[[ DOCUMENT SEGMENT open ]]

Fountain and Gelsdorf: COVID, hunger are intertwined

Earlier this month, the Nobel Peace Prize was awarded to the United Nation’s World Food Programme. Batten's Kirsten Gelsdorf and Galen Fountain discuss what that means in the era of COVID-19.

The U.N. World Food Program's logo at the agency's headquarters in New York. AP Photo/Robert Bumstead

This year, there has been a laser focus on COVID-19. So when earlier this month the Nobel Peace Prize was awarded to the United Nation’s World Food Programme, people asked (as our students have been doing): What is the connection between food security and a global pandemic?

Throughout time, the availability and accessibility of food have played a central role in defining the human condition. Clearly, civilizations have prospered or fallen in direct correlation to how well those fundamental needs have been met.

Globally, and just prior to the outbreak of COVID-19, 690 million people suffered from chronic hunger and approximately 135 million were in a state of crisis due to acute hunger that threatened their livelihoods and their very lives.

What is critical to understand is that food insecurity is not just driven by a drought. We have long known that where there is conflict, there is likely to be hunger. By some estimates, more people died from hunger during World War II than by violence.

[[ DOCUMENT SEGMENT closed ]]

» **THE PROBLEM**: Write the next few paragraphs of the commentary on COVID-19 and hunger, picking up after its last sentence.

[[ DATA RECORDS open ]]

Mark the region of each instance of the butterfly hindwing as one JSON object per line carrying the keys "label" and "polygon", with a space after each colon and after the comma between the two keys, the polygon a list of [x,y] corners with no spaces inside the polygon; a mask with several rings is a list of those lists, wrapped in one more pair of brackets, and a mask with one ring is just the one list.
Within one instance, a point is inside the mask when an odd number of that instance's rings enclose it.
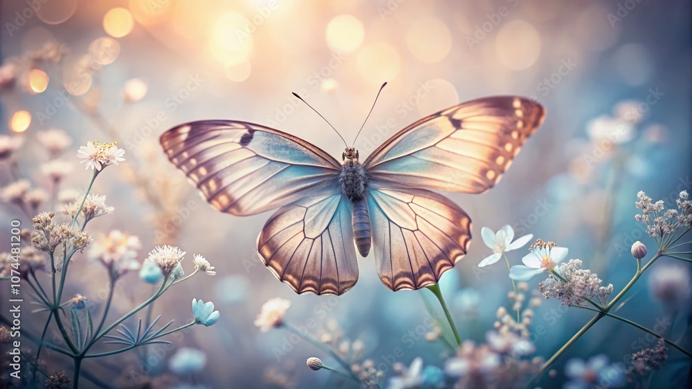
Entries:
{"label": "butterfly hindwing", "polygon": [[222,212],[251,215],[308,193],[339,190],[336,160],[304,140],[258,124],[193,122],[169,130],[161,143],[171,162]]}
{"label": "butterfly hindwing", "polygon": [[544,116],[543,106],[522,97],[463,103],[401,130],[363,165],[374,180],[482,193],[500,181]]}
{"label": "butterfly hindwing", "polygon": [[342,294],[358,280],[350,205],[338,193],[282,207],[260,234],[257,254],[296,293]]}
{"label": "butterfly hindwing", "polygon": [[436,283],[466,254],[471,219],[444,196],[374,184],[367,197],[377,274],[390,290]]}

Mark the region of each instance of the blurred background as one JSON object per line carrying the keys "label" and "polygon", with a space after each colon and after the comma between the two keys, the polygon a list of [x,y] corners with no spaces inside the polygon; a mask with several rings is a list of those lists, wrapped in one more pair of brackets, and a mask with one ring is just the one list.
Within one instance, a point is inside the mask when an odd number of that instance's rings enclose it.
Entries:
{"label": "blurred background", "polygon": [[[143,364],[133,352],[86,361],[83,370],[116,387],[190,383],[187,375],[168,372],[170,356],[187,346],[206,353],[206,366],[193,378],[210,387],[340,384],[304,366],[309,357],[328,361],[322,352],[307,342],[294,344],[289,332],[262,333],[253,324],[272,297],[291,301],[287,321],[315,321],[316,336],[359,341],[363,358],[384,363],[385,377],[394,374],[388,356],[397,348],[403,356],[395,361],[406,366],[419,356],[426,365],[442,366],[442,345],[421,334],[406,337],[423,325],[429,292],[388,291],[371,256],[359,260],[358,283],[343,296],[295,295],[255,254],[269,214],[215,211],[158,145],[158,136],[174,125],[233,119],[275,127],[339,155],[338,136],[291,92],[351,142],[388,82],[356,144],[363,159],[409,123],[460,102],[518,95],[546,107],[544,124],[496,187],[480,196],[450,195],[471,216],[475,233],[468,254],[440,283],[462,338],[483,341],[497,308],[511,307],[505,266],[477,267],[491,253],[480,239],[482,227],[496,231],[509,224],[517,236],[533,234],[567,247],[569,258],[581,258],[619,291],[635,272],[631,244],[642,240],[650,252],[655,247],[634,220],[637,192],[675,208],[677,193],[691,189],[690,8],[686,1],[633,0],[3,1],[0,131],[22,140],[12,157],[15,173],[49,194],[51,180],[40,166],[55,156],[37,134],[61,129],[71,142],[60,158],[74,169],[55,195],[73,201],[91,178],[76,150],[89,140],[118,142],[127,160],[107,169],[93,189],[107,196],[115,212],[93,221],[90,231],[97,240],[112,229],[136,235],[141,260],[155,245],[177,245],[188,253],[188,271],[195,253],[217,272],[176,287],[153,309],[182,323],[193,297],[212,301],[221,315],[216,325],[192,328],[170,339],[173,348],[151,346],[154,363]],[[0,165],[3,187],[12,182],[14,166]],[[2,220],[19,218],[30,225],[21,209],[0,205]],[[46,201],[37,209],[50,207]],[[2,251],[9,249],[8,234],[0,232]],[[525,252],[510,253],[511,263],[519,263]],[[102,267],[86,254],[75,258],[65,295],[84,294],[98,306],[105,292]],[[677,265],[675,272],[686,276],[676,290],[686,285],[689,296],[689,264],[673,262],[663,258],[657,266]],[[689,348],[689,304],[665,304],[648,278],[630,292],[621,314],[648,327],[671,319],[666,336]],[[118,288],[113,317],[152,293],[136,272]],[[546,329],[532,339],[536,354],[549,357],[590,318],[554,300],[543,303],[533,325]],[[24,330],[39,332],[43,321],[26,321]],[[555,377],[546,375],[543,385],[567,381],[563,366],[571,357],[602,353],[622,361],[643,335],[604,319],[556,363]],[[47,355],[51,370],[71,371],[69,360]],[[684,379],[689,365],[671,352],[653,382]],[[145,371],[150,379],[132,378]]]}

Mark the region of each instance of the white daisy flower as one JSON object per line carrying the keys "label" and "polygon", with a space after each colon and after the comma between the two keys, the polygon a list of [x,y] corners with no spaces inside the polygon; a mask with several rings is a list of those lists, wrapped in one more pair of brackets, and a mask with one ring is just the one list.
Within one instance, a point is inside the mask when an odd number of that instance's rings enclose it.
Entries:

[[ DATA RECORDS closed ]]

» **REPLY TO THE TASK**:
But there is also an increasing realization that hunger itself drives instability. We see this in modern day crises like Syria and the Sahel, where environmental degradation produced human migration and conflict among groups. Food insecurity is therefore a multidimensional challenge linked to conflict, climate change, persistent poverty, and, yes, epidemics (not to mention pandemics).

The WFP is forecasting that due to COVID-19, the number of hungry people in the countries where it operates could increase up to 270 million before the year’s end — an 82% increase from before the pandemic took hold. Up to 6,000 children now could die every day from preventable causes as a direct result of pandemic-related disruptions.